EXERCISE
From the article on PPI Motorsports, extract word for word the stretch from "Quick Facts Owner(s), Base" through "team in 1998).".

Arciero-Wells_Racing

PPI Motorsports

PPI Motorsports

Former American racing team


PPI Motorsports was a race team which competed in CART, NASCAR and various off-road racing circuits. The team had one of the few remaining single car operations in NASCAR.

Quick Facts Owner(s), Base ...

Early years

PPI stood for Precision Preparation, Inc., a company founded by team owner Cal Wells in 1979. The company provided parts for off-road racing teams. Over time, PPI eventually began its own off-road team, with help with Toyota Motorsports. PPI fielded off-road trucks for Mickey Thompson's SCORE series and then later fielded trucks which competed in outdoor events such as the Baja 1000. Notable drivers for PPI include Ivan "Ironman" Stewart and a young Robby Gordon (who also drove in CART for the team in 1998).

CART years

The car from PPI's winning CART effort

PPI's relationship with Toyota expanded into the open-wheel ranks in 1995, when Wells formed a CART team with good friend Frank Arciero. Their initial driver was Hiro Matsushita. Known as Arciero-Wells, the CART team lasted for 5 years but only a managed a best finish of 4th in 1999 with rookie Cristiano da Matta. In 1996, they began the CART season with Jeff Krosnoff driving, but he died in a tragic accident during the Toronto street race. All PPI cars subsequently carried a decal commemorating Krosnoff's memory.

After Arciero left in 2000, the team was rebranded as PPI Motorsports, and da Matta gave the team its first (and only) career victory in CART. During this time, the team also ran a program in the Toyota Atlantic series, and had success in 2000 with rookie of the year Dan Wheldon. Following the 2000 season, however, PPI shut down its open-wheel and off-road programs, ended its relationship with Toyota, and shifted its focus exclusively on NASCAR.

PPI also competed in Toyota Atlantic from 1998 to 2000, winning races with Anthony Lazzaro, Andrew Bordin, and Dan Wheldon. Lazzaro won the championship for the team in 1999.

NASCAR years

PPI Motorsports was notable in being the first NASCAR team to require pit crew members to wear helmets before the series mandated wearing helmets starting with the 2002 season.

Car No. 32 history

The No. 32 Tide-sponsored car in 2005

PPI Motorsports started its first Cup team during the 2000 season with open-wheel and Trans Am standout Scott Pruett behind the wheel of the No.32 Tide-sponsored Ford. The team was hardly a success in its first year, finishing in 37th place and failing to qualify for six races. Pruett was released at the end of the season and returned to Trans-Am.

With the team focusing exclusively on NASCAR in 2001, PPI fielded a two-car Winston Cup effort, with Ricky Craven taking over in the 32. Craven had a number of strong races, which he capped giving the team its first career victory at Martinsville in October. He finished 21st in the points standings that year.

Location-labeling records:

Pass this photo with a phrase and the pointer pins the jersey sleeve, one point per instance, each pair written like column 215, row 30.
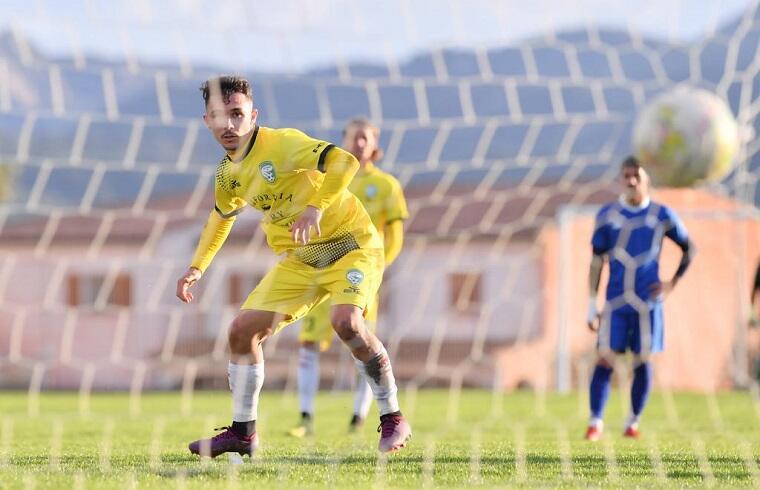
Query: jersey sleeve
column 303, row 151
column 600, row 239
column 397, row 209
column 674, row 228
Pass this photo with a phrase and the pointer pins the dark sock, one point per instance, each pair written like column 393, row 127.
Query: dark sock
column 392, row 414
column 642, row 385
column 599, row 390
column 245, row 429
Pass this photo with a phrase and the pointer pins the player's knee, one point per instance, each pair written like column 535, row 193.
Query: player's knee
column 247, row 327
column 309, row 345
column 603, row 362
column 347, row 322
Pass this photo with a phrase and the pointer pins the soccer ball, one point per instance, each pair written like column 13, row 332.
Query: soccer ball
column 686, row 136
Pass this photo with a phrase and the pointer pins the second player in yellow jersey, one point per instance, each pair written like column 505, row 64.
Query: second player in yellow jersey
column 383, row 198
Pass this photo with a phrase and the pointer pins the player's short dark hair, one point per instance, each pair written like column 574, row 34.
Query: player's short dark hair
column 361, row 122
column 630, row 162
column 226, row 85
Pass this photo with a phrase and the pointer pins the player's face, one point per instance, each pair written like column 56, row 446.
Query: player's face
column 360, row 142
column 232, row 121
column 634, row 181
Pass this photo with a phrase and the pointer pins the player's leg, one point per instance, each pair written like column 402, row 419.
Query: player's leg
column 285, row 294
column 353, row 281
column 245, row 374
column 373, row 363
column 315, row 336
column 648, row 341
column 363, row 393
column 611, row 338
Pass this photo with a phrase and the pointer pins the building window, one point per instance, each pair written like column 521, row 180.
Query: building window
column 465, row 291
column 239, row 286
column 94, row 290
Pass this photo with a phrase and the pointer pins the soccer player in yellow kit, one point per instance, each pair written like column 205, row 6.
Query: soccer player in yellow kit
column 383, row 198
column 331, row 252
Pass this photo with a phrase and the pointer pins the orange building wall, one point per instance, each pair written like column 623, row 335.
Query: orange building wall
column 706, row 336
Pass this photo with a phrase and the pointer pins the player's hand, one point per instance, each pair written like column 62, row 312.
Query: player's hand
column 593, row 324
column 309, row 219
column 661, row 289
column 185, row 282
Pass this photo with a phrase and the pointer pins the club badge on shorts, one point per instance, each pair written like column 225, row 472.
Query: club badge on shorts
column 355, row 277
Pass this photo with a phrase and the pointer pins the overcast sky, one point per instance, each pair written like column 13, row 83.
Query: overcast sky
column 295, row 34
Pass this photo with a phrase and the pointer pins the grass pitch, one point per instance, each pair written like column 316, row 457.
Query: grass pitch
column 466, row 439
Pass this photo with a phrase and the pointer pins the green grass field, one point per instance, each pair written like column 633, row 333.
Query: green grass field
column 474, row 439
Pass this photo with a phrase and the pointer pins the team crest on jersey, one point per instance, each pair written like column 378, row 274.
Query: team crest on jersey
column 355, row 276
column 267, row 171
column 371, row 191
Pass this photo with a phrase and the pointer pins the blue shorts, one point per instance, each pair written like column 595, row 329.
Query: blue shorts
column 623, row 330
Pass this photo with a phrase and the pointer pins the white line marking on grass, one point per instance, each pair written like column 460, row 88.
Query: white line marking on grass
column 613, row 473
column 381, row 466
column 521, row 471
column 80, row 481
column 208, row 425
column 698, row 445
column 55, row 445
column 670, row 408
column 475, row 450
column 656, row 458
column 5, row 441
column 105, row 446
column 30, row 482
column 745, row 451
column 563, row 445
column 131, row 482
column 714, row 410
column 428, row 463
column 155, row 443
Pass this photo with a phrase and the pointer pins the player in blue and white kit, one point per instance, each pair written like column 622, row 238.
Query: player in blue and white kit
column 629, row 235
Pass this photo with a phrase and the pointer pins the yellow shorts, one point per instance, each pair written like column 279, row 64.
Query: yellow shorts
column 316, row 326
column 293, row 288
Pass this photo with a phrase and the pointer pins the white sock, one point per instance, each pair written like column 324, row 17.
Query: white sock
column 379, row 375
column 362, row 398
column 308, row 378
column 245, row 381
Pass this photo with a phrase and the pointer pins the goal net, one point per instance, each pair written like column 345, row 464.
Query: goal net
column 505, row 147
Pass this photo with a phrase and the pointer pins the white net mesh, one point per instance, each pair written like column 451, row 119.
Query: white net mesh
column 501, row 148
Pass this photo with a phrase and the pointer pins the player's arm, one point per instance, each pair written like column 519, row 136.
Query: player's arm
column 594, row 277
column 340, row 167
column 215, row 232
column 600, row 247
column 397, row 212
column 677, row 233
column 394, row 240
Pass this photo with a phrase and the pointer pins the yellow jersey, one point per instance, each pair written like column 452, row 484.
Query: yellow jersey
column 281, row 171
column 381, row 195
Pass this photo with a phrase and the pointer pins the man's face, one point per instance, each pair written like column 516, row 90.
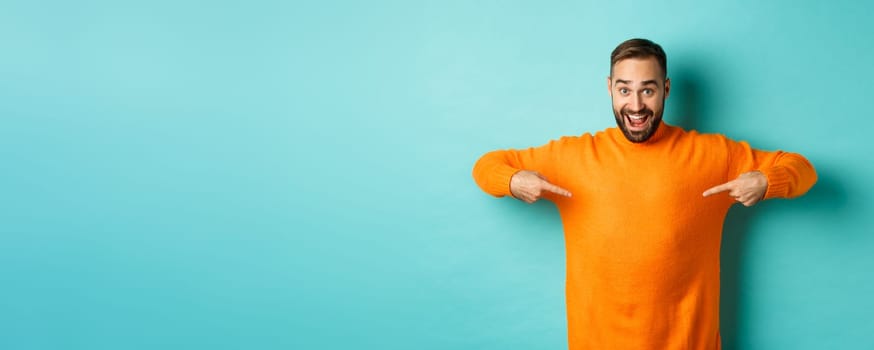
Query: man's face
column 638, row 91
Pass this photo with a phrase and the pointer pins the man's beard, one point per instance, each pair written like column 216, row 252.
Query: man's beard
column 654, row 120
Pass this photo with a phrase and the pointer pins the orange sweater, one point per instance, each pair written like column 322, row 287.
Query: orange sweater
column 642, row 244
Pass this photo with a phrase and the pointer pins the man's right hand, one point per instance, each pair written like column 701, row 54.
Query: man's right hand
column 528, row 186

ANSWER TO THIS TASK
Quick Facts Owner(s), Base ...

Early years

PPI stood for Precision Preparation, Inc., a company founded by team owner Cal Wells in 1979. The company provided parts for off-road racing teams. Over time, PPI eventually began its own off-road team, with help with Toyota Motorsports. PPI fielded off-road trucks for Mickey Thompson's SCORE series and then later fielded trucks which competed in outdoor events such as the Baja 1000. Notable drivers for PPI include Ivan "Ironman" Stewart and a young Robby Gordon (who also drove in CART for the team in 1998).